> _Job A_
In the passage on African civilisations, how many expeditions into Africa did Leo Frobenius make?
> _Job B_
List every place name in the quoted account of the European navigators in the passage on African civilisations.

> _Source extract_
Let me give another quotation even at the risk of boring you, this
time from Leo Frobenius again, a well-known historian who made 17
expeditions into African, North, East, West and South, in order to
learn at first hand of the culture of the African peoples.
Frobenius makes a basic statement in his book African Civilisation,
which unfortunately has not yet been translated into English.
Doubtless, there is reason why no complete translation has yet been
made. From a limited translation made by Anna Malise Graves, I
quote:
"When they, European navigators, arrived in the Gulf of Guinea and
landed at Ouidah in Dahomey, the captains were greatly astonished
to find streets well laid out, bordered on either side for several
leagues with two rows of trees, and men clad in richly coloured
garments of their own weaving. Further south in the kingdom of the
Congo, a swarming crowd dressed in silk and velvet, great states
well ordered and down to the most minute details, powerful rulers,
flourishing industries, civilised to the manner of their
bones.
And the condition of the countries on the eastern coast,
Mozambique, for instance, was quite the same. The revelations of
the navigators from 15th to the 17th century gave incontrovertible
proofs that Africa stretching south from the edge of the Sahara
desert was still in full flower - the flower of harmonious and
well-ordered civilisations. And this fine flowering the European
conquistadors or conquerors annihilated as far as they penetrated
into the country."

> _Entries provided_

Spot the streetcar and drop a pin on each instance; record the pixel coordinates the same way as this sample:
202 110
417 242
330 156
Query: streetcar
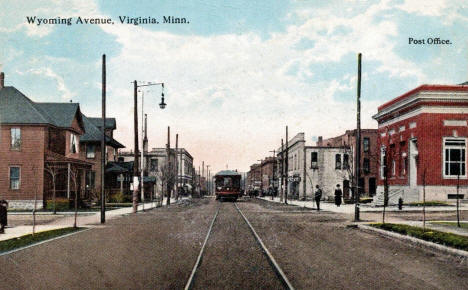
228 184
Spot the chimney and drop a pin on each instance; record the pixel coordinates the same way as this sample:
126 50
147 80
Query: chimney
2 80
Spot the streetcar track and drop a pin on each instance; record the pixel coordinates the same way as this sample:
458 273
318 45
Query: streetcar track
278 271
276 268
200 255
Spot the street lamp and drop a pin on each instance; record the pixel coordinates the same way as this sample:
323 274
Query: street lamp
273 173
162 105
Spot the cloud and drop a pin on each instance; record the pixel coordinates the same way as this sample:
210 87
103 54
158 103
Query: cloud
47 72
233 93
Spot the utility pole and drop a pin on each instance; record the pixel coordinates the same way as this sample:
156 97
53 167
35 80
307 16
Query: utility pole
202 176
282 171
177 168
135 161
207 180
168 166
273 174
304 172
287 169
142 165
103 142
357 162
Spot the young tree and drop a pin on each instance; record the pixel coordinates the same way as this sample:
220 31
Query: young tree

---

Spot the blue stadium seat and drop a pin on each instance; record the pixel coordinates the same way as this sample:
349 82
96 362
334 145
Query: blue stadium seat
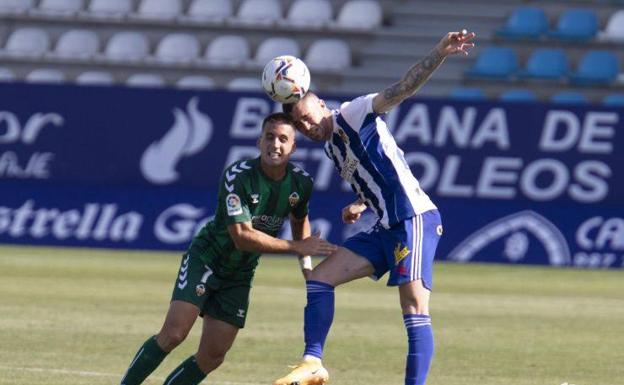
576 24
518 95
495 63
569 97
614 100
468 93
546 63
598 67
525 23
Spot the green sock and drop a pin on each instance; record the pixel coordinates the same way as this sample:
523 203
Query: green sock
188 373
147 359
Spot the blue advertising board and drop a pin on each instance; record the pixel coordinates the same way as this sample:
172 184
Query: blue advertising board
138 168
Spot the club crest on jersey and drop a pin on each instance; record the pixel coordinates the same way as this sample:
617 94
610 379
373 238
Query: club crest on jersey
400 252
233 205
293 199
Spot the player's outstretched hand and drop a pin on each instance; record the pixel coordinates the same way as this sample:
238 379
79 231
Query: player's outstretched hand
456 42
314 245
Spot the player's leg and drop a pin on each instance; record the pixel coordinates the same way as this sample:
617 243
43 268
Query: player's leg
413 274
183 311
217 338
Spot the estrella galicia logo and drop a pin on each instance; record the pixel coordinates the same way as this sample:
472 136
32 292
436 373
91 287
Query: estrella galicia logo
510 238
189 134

--

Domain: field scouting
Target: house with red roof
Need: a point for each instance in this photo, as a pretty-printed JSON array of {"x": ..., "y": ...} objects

> _Full solution A_
17

> _Full solution B_
Gulf of Guinea, Ouidah, Dahomey, Congo, Mozambique, Africa, Sahara desert